*** Block opens ***
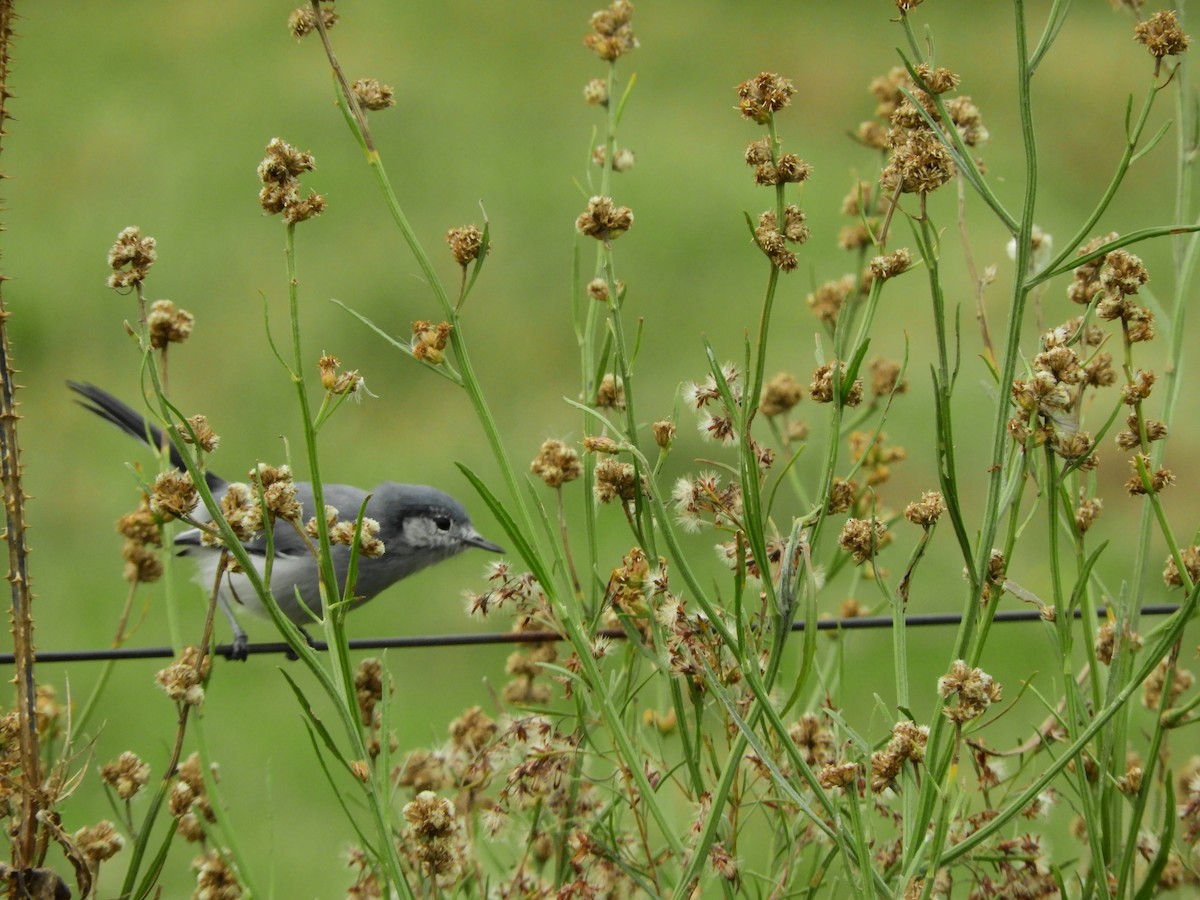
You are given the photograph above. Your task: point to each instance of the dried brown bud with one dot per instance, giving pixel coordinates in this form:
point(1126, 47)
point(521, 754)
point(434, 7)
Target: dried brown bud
point(466, 244)
point(372, 95)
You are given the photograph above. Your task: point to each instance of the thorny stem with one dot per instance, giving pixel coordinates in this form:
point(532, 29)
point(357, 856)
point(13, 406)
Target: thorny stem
point(24, 841)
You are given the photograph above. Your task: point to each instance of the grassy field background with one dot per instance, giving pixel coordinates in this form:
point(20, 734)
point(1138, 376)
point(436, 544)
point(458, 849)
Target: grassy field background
point(156, 114)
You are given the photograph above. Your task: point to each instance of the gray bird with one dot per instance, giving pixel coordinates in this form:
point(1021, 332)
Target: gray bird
point(419, 526)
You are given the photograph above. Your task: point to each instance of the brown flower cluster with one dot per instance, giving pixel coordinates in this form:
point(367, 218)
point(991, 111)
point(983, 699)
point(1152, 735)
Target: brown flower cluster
point(430, 341)
point(335, 382)
point(280, 173)
point(167, 324)
point(126, 775)
point(467, 244)
point(612, 35)
point(1048, 402)
point(927, 510)
point(705, 501)
point(907, 744)
point(604, 220)
point(1162, 35)
point(763, 95)
point(875, 457)
point(828, 299)
point(184, 679)
point(773, 239)
point(863, 538)
point(822, 385)
point(142, 539)
point(556, 463)
point(973, 688)
point(131, 258)
point(919, 161)
point(372, 95)
point(779, 395)
point(303, 21)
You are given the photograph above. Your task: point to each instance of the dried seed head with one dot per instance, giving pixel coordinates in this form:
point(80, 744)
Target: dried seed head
point(612, 35)
point(130, 258)
point(664, 432)
point(204, 437)
point(430, 341)
point(763, 95)
point(173, 495)
point(967, 121)
point(864, 538)
point(126, 775)
point(893, 264)
point(466, 244)
point(604, 221)
point(615, 480)
point(556, 463)
point(595, 93)
point(927, 510)
point(372, 95)
point(184, 678)
point(304, 22)
point(827, 300)
point(369, 543)
point(369, 684)
point(936, 81)
point(280, 172)
point(780, 394)
point(167, 324)
point(822, 385)
point(919, 162)
point(1162, 35)
point(99, 843)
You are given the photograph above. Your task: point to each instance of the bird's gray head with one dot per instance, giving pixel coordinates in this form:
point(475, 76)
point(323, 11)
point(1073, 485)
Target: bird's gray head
point(425, 521)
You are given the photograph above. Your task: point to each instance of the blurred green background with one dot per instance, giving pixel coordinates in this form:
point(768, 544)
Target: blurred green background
point(156, 114)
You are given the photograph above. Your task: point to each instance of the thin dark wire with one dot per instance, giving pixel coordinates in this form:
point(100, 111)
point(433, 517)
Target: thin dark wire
point(501, 637)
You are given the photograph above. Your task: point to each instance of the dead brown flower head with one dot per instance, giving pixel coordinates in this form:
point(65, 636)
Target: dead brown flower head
point(280, 173)
point(615, 480)
point(863, 538)
point(304, 22)
point(466, 244)
point(100, 841)
point(372, 95)
point(763, 95)
point(126, 775)
point(612, 35)
point(927, 510)
point(167, 324)
point(779, 395)
point(919, 162)
point(604, 220)
point(173, 495)
point(828, 299)
point(430, 341)
point(131, 258)
point(556, 463)
point(1161, 35)
point(893, 264)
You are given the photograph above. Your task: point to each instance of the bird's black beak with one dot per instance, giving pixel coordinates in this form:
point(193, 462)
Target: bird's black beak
point(478, 540)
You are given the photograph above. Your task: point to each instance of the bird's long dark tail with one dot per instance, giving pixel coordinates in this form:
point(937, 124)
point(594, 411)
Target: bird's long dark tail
point(131, 421)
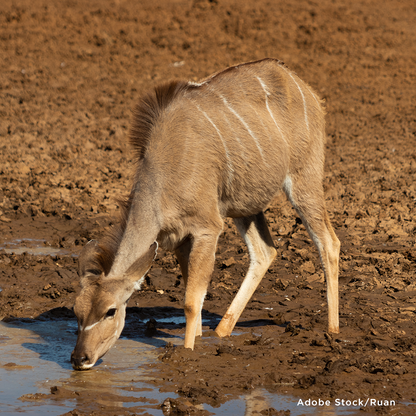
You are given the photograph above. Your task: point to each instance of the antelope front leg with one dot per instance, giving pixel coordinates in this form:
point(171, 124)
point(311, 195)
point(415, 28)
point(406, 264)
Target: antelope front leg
point(200, 267)
point(182, 254)
point(261, 249)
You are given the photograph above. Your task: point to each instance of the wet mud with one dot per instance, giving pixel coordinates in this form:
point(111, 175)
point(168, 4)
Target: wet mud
point(70, 74)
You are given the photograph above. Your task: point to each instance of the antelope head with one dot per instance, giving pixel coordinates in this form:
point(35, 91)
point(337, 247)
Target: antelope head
point(101, 305)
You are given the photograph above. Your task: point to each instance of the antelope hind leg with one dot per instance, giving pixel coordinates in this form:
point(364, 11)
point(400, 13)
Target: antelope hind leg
point(315, 218)
point(262, 252)
point(200, 266)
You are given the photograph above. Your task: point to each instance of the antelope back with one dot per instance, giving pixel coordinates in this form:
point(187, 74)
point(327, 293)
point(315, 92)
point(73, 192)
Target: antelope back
point(234, 137)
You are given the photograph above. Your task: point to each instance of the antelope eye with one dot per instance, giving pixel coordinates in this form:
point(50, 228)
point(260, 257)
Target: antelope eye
point(111, 312)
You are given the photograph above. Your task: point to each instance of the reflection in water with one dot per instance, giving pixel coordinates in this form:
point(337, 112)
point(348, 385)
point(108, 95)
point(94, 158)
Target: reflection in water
point(34, 360)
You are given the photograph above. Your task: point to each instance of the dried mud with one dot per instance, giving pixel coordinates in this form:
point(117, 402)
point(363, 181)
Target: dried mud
point(70, 73)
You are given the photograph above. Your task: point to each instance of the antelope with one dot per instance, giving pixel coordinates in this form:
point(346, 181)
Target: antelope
point(222, 147)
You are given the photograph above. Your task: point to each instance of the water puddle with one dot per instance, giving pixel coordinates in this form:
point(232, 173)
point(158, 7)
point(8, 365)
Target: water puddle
point(33, 246)
point(34, 363)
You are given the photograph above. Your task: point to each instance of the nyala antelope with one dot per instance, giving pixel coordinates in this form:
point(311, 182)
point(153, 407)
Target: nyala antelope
point(223, 147)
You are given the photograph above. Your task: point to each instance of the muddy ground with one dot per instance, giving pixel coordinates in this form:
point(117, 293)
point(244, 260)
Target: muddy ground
point(70, 74)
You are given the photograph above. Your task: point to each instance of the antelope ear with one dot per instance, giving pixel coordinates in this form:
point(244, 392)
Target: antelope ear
point(142, 265)
point(86, 258)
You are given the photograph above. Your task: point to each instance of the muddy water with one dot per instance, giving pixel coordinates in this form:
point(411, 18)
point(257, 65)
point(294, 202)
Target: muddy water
point(37, 378)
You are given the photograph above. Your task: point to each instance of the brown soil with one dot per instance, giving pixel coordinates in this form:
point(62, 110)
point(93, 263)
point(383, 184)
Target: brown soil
point(70, 73)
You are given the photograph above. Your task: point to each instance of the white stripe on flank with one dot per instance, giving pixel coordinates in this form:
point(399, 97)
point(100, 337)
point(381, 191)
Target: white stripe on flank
point(244, 124)
point(265, 89)
point(303, 97)
point(227, 153)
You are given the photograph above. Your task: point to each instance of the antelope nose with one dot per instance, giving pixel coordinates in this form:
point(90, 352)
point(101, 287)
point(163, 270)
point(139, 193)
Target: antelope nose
point(78, 362)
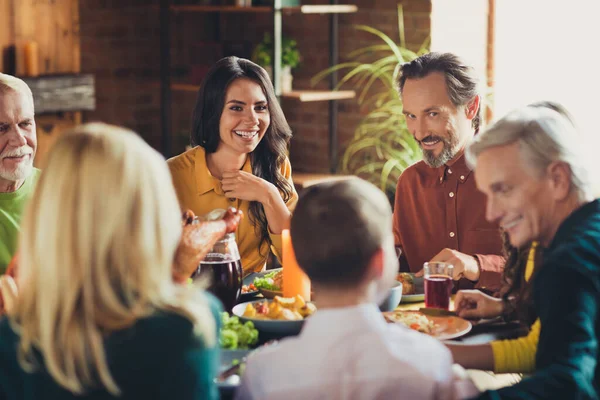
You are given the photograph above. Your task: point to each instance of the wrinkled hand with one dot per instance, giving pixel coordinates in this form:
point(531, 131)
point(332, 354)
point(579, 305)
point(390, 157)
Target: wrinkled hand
point(464, 265)
point(475, 304)
point(244, 186)
point(197, 238)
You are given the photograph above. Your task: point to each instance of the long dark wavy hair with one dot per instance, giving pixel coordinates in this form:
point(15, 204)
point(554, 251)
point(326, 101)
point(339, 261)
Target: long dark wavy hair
point(517, 293)
point(270, 154)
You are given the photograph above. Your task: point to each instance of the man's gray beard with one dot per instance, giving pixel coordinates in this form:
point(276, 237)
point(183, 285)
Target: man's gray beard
point(22, 172)
point(446, 155)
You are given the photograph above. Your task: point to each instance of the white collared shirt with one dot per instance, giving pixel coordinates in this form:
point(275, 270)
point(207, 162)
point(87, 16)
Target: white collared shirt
point(351, 353)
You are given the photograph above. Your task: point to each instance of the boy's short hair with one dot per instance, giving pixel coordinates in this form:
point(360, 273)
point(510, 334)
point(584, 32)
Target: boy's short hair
point(336, 229)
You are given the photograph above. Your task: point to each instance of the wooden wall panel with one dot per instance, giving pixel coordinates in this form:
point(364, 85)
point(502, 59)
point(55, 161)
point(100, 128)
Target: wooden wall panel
point(49, 129)
point(54, 25)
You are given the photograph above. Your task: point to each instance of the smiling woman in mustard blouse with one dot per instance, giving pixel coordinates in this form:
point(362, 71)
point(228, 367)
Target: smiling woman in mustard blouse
point(240, 158)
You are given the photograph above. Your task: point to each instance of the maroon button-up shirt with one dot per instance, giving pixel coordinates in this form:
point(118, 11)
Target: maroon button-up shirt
point(441, 207)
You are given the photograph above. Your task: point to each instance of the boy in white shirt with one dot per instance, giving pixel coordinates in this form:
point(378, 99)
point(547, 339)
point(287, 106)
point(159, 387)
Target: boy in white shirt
point(342, 236)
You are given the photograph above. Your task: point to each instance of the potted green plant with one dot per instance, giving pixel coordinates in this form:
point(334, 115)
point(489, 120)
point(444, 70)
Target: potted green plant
point(382, 146)
point(290, 58)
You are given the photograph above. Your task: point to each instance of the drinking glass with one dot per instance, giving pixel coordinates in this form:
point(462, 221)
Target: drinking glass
point(223, 268)
point(438, 284)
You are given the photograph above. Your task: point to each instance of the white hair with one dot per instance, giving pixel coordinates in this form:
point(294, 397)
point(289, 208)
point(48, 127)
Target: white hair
point(97, 246)
point(544, 136)
point(9, 82)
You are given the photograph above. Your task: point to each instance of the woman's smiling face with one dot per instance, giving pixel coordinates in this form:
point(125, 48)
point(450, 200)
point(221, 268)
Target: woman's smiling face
point(245, 117)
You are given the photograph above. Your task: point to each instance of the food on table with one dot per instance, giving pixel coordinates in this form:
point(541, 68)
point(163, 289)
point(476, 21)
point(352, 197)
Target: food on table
point(235, 335)
point(281, 308)
point(249, 288)
point(413, 320)
point(408, 284)
point(271, 281)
*** Block closes ***
> **ASSIGNMENT**
Looking at the data above, write out exactly the lines that start at the one containing "point(221, 268)" and end at the one containing "point(352, 197)"; include both and nothing beyond.

> **FINISHED TASK**
point(221, 268)
Target: woman's smiling face
point(245, 117)
You are given the photograph above. Your task: point to each instance of the food on table with one dot per instance, giving pixel coordinates in this form:
point(541, 68)
point(163, 289)
point(476, 21)
point(352, 197)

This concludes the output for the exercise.